EXERCISE PASSAGE ::
..........
Chances are indeed very strong that I won't be alive to write a new year's post in January 2012. The cancer's moving too fast for that. And the past few days, I've really been feeling it, physically. Through our Christmas events, a family holiday in Victoria, and especially yesterday, New Year's Eve, I felt crappy, weak, gassy, in pain.
Now, everyone feels ill from time to time. My wife and daughters were sick too, with my 12-year-old, Marina, even getting a throat infection while we were on Vancouver Island. But what's different when I feel ill is that I always have to wonder: will I get better?
Today I am feeling a lot better, so far, and I hope it persists. I slept in late (a good sign, meaning I didn't wake up early needing morphine), took the dog out in the yard, had some coffee, and now here I am feeling energized to write something, which certainly wasn't true yesterday. Today's plans include taking down the Christmas tree and setting up the massive electric slot-car racetrack my wife bought me, which has been half-assembled for a week.
..........
WORK TO COMPLETE ::
**1.** In the New Year's post, why does the writer regard sleeping in late as a good sign? Answer in one to three sentences.
**2.** According to the New Year's post, what illness did Marina get on Vancouver Island?
**3.** Write a continuation of the New Year's post, beginning right after its final sentence.
The records have no connection to the New Year's post.

(Point-per-instance localization data)
..........
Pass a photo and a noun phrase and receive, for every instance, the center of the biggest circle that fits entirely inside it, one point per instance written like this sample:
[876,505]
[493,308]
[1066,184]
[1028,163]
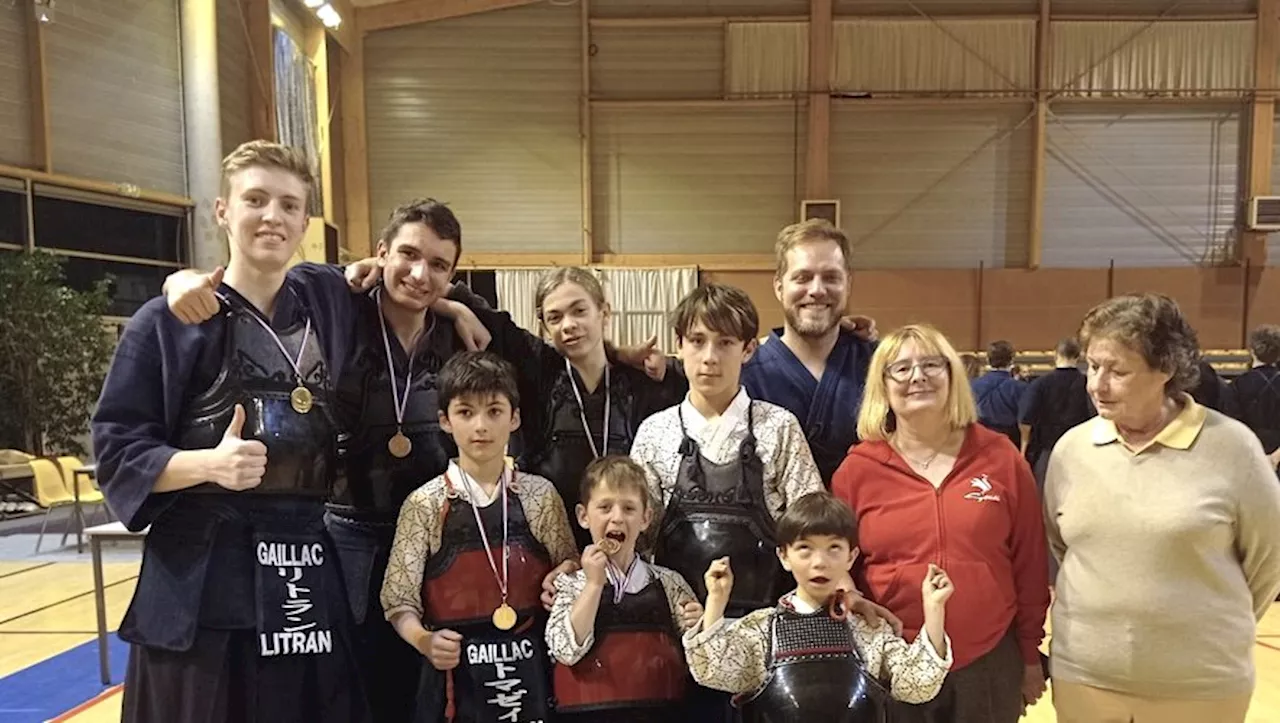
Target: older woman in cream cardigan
[1165,517]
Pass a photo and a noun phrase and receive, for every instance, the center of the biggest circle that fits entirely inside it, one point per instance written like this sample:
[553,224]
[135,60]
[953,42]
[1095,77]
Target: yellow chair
[51,492]
[88,492]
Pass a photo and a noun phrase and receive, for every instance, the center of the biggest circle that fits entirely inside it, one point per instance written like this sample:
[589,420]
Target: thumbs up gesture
[238,463]
[191,294]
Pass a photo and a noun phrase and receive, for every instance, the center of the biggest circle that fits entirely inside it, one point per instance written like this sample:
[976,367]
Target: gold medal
[504,617]
[301,399]
[400,445]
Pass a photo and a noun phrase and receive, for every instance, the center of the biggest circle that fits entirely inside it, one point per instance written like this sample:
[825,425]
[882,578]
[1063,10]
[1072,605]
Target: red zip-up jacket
[983,526]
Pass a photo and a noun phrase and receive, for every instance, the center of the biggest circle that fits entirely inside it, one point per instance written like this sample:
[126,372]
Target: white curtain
[767,58]
[933,55]
[516,288]
[1128,58]
[641,300]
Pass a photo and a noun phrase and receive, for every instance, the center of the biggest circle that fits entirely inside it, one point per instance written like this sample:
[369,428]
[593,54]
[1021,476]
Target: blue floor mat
[54,686]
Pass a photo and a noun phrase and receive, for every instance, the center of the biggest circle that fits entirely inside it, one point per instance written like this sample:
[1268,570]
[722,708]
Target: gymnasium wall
[113,86]
[698,120]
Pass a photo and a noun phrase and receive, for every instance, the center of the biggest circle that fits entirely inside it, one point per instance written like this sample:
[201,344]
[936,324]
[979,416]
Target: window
[133,242]
[136,233]
[132,284]
[13,214]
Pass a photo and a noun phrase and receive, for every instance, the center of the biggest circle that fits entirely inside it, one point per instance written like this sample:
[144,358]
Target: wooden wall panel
[1033,309]
[1212,300]
[1036,309]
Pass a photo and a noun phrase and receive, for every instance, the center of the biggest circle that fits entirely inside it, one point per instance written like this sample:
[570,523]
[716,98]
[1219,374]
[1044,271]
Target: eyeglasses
[929,366]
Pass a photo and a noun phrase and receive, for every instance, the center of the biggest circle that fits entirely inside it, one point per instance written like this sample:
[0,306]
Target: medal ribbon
[484,536]
[618,580]
[275,338]
[581,412]
[398,402]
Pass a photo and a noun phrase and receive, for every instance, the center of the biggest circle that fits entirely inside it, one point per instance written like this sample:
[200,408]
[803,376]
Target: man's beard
[812,328]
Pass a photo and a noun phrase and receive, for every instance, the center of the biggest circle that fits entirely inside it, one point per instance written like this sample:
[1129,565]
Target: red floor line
[88,704]
[1267,645]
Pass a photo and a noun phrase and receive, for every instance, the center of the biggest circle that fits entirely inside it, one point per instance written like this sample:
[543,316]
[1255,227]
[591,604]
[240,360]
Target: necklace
[920,463]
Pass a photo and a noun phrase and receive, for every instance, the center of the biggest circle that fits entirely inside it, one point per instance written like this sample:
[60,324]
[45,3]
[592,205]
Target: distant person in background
[1212,390]
[1257,392]
[1052,405]
[812,366]
[997,393]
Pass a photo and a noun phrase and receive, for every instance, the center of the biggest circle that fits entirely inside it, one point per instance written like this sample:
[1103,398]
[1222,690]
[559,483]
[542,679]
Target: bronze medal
[400,445]
[301,399]
[504,617]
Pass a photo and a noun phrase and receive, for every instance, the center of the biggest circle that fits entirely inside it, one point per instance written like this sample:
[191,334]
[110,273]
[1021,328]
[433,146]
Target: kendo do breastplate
[458,586]
[636,662]
[567,451]
[814,672]
[371,479]
[716,511]
[300,447]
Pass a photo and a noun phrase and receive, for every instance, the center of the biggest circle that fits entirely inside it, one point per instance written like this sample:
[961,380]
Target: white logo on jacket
[982,488]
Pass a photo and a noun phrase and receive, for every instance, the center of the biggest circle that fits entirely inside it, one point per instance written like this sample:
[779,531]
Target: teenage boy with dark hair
[470,554]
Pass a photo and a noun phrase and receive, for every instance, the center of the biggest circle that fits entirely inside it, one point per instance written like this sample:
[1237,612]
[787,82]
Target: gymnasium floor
[49,651]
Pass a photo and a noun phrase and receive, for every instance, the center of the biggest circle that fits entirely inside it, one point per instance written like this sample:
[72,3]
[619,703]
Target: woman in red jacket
[931,485]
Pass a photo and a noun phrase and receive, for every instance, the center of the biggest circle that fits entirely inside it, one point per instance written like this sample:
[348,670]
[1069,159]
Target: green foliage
[54,352]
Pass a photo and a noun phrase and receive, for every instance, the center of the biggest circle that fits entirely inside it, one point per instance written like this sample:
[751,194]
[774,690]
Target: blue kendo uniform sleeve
[138,410]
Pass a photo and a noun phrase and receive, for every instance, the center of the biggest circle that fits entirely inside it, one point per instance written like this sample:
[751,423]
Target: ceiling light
[328,15]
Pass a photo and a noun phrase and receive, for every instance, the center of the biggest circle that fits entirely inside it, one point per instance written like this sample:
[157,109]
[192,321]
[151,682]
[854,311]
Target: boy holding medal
[471,549]
[805,657]
[616,623]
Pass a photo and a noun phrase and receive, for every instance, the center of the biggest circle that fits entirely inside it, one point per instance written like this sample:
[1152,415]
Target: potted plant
[54,353]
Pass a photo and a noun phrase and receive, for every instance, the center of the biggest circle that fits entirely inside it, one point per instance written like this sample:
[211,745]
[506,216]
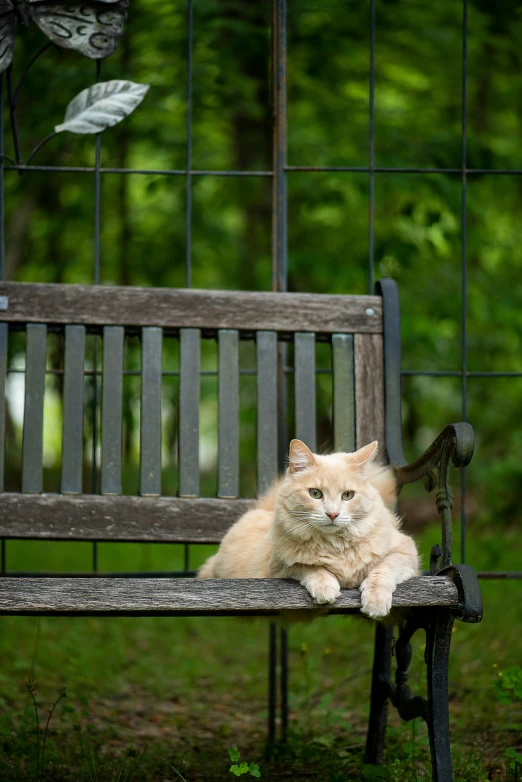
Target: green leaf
[239,770]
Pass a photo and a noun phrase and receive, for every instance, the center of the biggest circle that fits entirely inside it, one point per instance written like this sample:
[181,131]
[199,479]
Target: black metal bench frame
[365,336]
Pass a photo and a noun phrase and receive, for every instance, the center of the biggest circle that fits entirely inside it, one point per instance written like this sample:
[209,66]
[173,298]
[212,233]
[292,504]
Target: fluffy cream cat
[328,524]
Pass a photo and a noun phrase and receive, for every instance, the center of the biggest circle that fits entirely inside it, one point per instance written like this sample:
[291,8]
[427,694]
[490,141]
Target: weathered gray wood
[304,373]
[32,472]
[189,390]
[266,347]
[169,597]
[3,375]
[105,305]
[72,433]
[343,392]
[369,391]
[112,409]
[95,517]
[228,423]
[150,423]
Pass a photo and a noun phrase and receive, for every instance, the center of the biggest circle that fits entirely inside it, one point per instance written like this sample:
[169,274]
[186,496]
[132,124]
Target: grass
[165,699]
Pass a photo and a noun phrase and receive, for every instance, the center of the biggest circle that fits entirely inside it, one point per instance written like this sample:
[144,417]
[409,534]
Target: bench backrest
[283,327]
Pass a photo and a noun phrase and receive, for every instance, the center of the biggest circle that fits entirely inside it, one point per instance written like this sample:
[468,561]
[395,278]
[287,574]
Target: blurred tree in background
[418,230]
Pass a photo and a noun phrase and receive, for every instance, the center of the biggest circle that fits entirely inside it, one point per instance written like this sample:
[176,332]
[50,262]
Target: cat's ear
[366,454]
[301,458]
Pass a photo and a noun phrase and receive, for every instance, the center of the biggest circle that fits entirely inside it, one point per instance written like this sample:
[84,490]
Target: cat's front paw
[323,589]
[376,600]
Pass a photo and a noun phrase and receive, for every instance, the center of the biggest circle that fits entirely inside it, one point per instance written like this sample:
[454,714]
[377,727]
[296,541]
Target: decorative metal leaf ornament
[102,106]
[92,28]
[7,33]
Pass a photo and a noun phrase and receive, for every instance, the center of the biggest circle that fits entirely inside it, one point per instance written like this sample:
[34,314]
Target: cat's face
[329,494]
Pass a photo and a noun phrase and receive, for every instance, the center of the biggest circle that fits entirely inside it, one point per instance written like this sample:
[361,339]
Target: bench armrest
[454,445]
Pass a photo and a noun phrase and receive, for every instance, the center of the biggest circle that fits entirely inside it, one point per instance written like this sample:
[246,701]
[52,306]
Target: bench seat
[182,596]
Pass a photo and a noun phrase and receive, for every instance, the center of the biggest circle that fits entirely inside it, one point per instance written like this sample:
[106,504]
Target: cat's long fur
[290,534]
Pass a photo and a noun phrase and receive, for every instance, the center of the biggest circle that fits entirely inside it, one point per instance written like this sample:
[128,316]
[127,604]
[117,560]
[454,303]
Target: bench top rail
[172,309]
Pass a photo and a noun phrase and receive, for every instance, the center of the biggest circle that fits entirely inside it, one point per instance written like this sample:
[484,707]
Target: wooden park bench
[363,332]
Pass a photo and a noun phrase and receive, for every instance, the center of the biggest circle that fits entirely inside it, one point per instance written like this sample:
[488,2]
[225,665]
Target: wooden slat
[304,370]
[150,425]
[189,392]
[171,596]
[32,472]
[106,305]
[112,410]
[343,392]
[369,391]
[266,347]
[228,424]
[3,375]
[72,435]
[95,517]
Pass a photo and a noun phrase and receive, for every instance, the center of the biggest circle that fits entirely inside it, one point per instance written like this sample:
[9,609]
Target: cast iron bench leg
[379,695]
[438,641]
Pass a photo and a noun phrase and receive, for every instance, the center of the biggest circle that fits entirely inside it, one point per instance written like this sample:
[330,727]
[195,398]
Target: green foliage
[509,685]
[239,769]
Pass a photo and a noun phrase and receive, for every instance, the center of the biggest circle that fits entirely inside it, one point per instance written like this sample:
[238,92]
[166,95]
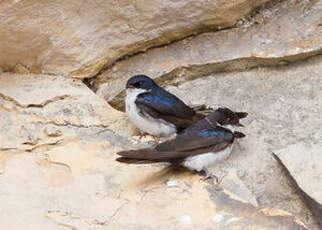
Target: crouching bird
[156,111]
[197,147]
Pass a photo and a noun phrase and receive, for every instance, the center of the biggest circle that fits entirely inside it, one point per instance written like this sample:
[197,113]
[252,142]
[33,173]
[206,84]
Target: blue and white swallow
[204,143]
[156,111]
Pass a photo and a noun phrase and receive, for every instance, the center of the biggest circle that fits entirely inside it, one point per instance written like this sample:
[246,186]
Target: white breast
[198,162]
[146,123]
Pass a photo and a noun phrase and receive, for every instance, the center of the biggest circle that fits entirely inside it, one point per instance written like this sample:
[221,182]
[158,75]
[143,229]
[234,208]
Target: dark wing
[168,108]
[184,146]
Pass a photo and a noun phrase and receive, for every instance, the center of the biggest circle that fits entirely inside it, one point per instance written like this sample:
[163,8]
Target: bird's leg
[207,175]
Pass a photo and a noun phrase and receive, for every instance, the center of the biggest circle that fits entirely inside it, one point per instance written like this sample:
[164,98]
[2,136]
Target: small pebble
[171,183]
[186,219]
[52,131]
[218,218]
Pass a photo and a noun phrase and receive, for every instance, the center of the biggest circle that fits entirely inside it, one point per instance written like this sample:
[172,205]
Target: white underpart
[146,123]
[201,161]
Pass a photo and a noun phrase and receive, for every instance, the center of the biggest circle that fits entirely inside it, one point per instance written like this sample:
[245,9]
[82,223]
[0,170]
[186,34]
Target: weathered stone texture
[303,163]
[78,38]
[291,32]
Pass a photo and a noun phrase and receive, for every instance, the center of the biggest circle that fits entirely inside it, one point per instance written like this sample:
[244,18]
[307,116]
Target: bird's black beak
[239,124]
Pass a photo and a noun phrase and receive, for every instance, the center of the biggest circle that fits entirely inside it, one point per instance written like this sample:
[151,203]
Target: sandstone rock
[72,181]
[34,106]
[290,33]
[80,186]
[284,106]
[303,164]
[236,186]
[78,38]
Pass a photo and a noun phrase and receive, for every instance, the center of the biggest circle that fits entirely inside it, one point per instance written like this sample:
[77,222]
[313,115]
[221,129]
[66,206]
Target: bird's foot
[207,175]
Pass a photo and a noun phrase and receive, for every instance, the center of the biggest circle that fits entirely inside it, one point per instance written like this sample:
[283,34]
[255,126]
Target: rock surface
[58,170]
[78,38]
[290,32]
[58,139]
[284,106]
[304,166]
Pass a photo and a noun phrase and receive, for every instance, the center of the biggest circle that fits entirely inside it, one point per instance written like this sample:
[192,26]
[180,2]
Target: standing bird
[156,111]
[197,147]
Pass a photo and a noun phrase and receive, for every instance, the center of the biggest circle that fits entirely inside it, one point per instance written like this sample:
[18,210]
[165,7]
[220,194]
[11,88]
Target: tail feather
[239,134]
[127,160]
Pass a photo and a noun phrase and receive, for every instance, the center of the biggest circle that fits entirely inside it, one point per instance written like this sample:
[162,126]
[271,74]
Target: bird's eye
[139,83]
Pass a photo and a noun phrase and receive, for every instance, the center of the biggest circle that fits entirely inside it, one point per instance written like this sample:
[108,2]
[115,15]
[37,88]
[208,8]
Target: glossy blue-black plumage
[160,104]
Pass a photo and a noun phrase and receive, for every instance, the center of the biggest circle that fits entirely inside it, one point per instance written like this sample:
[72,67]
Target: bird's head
[140,82]
[228,117]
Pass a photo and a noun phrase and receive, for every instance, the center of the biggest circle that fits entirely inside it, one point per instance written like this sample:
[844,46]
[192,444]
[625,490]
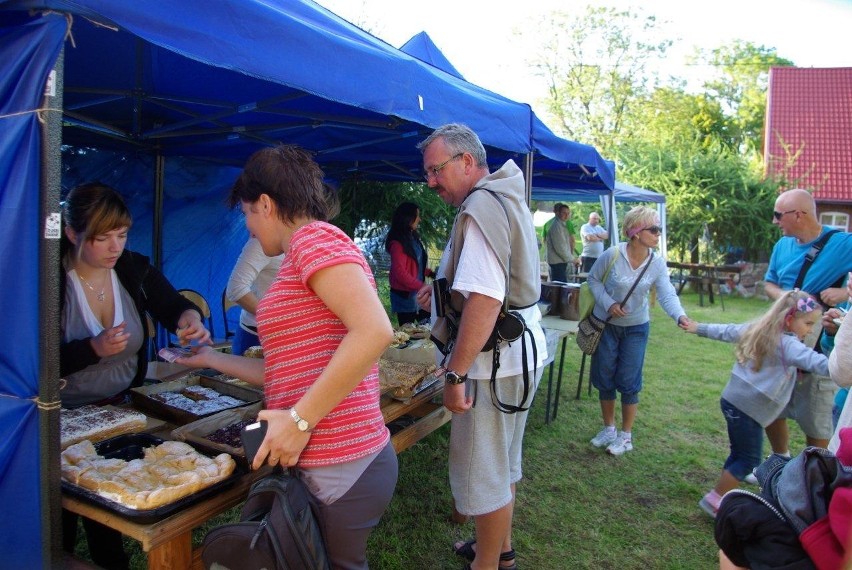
..........
ANSWERS ::
**1.** Sleeping in late meant the writer had not woken up early needing morphine.

**2.** She got a throat infection.

**3.**
Eventually, though, I'll get sick and feel bad, and it won't improve—not enough. Part of my mind is always watching out for it. The cough that doesn't subside. The aches that my current medication won't address. I've never been prone to clinical depression, but I also have to keep an eye out for that, because it runs in my family and could generate fatigue and hopelessness too—but it could be treated if I get it.
I'm already considerably weaker than I was for our trip to Disneyland in July, or my jaunt to Gnomedex in August. I've lost a lot of weight, which I'm finding hard to regain, and I find the prospect of driving myself down Interstate 5 for a few hours nearly impossible to imagine.
But, compared to yesterday, when I couldn't see myself going to the grocery store, or walking the dog around the block, or hauling the Christmas decorations downstairs—well, compared to that, I'm much improved. There are little tipping points everywhere, and my family and I never know when I've crossed them permanently. Not yet, anyway.